%%

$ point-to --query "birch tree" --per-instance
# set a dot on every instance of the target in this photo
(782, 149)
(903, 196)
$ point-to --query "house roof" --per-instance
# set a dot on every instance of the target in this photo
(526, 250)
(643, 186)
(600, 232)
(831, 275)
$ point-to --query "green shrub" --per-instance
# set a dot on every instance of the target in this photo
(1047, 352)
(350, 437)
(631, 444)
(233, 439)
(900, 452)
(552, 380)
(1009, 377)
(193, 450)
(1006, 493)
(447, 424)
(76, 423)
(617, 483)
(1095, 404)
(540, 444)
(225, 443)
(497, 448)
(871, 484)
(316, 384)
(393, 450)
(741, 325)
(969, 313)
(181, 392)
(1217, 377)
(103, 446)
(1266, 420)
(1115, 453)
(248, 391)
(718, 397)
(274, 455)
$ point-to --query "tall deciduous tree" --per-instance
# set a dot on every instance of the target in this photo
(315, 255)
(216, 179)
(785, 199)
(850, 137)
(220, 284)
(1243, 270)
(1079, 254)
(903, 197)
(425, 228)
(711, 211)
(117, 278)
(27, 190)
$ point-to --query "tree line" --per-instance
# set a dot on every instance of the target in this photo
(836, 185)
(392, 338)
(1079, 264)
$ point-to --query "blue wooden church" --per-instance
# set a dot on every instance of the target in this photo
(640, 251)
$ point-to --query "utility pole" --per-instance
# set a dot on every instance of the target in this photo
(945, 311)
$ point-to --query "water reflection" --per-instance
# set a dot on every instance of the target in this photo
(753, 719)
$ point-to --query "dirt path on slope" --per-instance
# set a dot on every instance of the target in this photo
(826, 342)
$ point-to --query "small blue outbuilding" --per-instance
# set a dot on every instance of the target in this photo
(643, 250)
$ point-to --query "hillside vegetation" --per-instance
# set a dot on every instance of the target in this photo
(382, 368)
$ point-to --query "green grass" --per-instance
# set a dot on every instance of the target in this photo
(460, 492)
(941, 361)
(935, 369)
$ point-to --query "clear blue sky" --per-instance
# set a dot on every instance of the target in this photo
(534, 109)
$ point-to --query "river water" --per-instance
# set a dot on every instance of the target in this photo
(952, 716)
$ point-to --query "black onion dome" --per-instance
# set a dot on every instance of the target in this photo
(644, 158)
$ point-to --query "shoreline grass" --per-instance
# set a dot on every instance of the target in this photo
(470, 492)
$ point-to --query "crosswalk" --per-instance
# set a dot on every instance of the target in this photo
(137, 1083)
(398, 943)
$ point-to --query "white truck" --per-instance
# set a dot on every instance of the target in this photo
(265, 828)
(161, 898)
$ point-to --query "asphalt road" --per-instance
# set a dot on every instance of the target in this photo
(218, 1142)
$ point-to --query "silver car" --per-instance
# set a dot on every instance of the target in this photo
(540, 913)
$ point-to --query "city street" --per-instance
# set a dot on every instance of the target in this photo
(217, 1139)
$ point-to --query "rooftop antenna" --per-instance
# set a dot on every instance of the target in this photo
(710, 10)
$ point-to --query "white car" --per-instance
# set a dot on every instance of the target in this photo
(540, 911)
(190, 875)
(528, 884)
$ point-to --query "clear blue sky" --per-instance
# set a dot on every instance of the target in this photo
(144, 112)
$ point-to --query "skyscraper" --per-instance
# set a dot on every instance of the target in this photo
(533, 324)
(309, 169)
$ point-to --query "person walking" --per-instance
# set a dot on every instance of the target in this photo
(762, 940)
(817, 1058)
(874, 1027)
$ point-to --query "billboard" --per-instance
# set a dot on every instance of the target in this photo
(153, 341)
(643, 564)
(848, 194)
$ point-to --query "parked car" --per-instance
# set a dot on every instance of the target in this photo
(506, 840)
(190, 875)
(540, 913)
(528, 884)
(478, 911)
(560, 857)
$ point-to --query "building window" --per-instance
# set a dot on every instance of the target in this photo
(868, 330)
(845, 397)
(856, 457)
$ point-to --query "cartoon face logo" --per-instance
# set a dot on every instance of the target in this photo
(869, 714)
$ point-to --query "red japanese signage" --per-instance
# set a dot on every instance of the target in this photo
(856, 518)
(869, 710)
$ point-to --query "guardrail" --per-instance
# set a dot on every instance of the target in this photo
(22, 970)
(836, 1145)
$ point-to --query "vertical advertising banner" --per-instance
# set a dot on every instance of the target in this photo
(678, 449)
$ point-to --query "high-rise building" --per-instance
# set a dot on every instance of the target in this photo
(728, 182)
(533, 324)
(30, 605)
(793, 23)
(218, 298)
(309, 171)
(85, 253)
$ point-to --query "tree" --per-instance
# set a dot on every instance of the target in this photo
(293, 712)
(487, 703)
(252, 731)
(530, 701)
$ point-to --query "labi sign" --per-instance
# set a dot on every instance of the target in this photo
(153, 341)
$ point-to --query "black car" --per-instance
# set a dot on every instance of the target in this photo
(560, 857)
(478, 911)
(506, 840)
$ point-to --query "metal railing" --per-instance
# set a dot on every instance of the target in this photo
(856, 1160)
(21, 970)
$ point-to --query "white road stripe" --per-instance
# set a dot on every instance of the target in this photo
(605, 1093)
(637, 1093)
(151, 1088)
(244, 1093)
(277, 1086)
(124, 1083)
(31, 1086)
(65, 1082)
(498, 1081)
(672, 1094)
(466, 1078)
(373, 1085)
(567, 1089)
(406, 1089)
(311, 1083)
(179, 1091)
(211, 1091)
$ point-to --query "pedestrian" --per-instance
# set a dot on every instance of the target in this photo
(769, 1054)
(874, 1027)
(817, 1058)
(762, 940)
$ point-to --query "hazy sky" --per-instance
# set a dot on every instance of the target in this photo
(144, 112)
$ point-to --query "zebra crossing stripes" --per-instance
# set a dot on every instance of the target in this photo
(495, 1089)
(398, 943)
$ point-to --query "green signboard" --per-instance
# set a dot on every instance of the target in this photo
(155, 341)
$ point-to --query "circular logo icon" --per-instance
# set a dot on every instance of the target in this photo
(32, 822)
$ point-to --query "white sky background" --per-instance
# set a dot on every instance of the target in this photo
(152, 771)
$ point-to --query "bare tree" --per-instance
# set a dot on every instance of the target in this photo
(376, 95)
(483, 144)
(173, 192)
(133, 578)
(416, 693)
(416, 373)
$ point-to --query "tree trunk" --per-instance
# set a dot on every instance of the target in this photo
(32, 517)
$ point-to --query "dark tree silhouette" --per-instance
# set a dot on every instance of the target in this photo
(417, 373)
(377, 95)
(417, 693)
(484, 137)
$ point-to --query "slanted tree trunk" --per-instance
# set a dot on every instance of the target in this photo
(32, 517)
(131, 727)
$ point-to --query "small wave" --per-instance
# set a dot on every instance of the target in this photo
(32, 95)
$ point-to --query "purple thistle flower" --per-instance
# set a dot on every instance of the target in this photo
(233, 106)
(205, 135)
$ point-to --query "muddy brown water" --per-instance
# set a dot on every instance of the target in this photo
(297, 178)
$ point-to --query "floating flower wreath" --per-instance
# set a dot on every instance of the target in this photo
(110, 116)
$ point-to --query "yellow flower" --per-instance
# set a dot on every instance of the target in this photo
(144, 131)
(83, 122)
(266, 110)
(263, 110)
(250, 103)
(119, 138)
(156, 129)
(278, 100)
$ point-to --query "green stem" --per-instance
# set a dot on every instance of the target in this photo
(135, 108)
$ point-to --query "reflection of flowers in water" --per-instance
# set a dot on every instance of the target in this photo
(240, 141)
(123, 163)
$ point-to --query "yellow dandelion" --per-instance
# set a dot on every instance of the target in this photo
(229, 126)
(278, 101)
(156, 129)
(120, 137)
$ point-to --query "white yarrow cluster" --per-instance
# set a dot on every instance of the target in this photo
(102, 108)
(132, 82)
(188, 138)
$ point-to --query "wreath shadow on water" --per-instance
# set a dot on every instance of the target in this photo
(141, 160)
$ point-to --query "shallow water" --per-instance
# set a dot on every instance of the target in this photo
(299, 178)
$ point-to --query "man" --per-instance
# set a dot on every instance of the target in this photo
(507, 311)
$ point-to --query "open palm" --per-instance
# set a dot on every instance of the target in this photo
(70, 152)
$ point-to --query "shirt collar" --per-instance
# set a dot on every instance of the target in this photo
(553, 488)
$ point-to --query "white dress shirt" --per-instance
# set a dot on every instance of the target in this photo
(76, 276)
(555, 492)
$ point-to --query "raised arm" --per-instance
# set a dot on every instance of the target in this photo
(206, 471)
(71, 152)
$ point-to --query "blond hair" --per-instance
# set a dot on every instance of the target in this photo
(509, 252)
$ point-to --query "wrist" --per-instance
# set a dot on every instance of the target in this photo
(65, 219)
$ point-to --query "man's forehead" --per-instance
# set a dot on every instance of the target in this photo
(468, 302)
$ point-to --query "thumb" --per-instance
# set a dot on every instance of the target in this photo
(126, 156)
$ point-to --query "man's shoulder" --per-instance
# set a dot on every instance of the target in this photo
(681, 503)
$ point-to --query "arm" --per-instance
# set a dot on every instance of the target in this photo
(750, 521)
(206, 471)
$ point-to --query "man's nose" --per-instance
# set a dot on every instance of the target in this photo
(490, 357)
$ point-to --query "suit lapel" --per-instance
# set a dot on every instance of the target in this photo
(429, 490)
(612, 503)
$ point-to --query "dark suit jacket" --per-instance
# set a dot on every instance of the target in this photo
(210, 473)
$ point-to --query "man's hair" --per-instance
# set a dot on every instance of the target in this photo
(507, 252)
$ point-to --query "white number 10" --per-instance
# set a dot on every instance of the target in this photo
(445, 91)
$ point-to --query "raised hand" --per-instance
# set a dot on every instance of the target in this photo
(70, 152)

%%

— BRIEF —
Pull out every line of the items above that contains the word "small", matching case exactly.

— FULL SOLUTION —
$ point-to --query "small blue outbuilding" --per-instance
$ point-to --query "small wave" --per-instance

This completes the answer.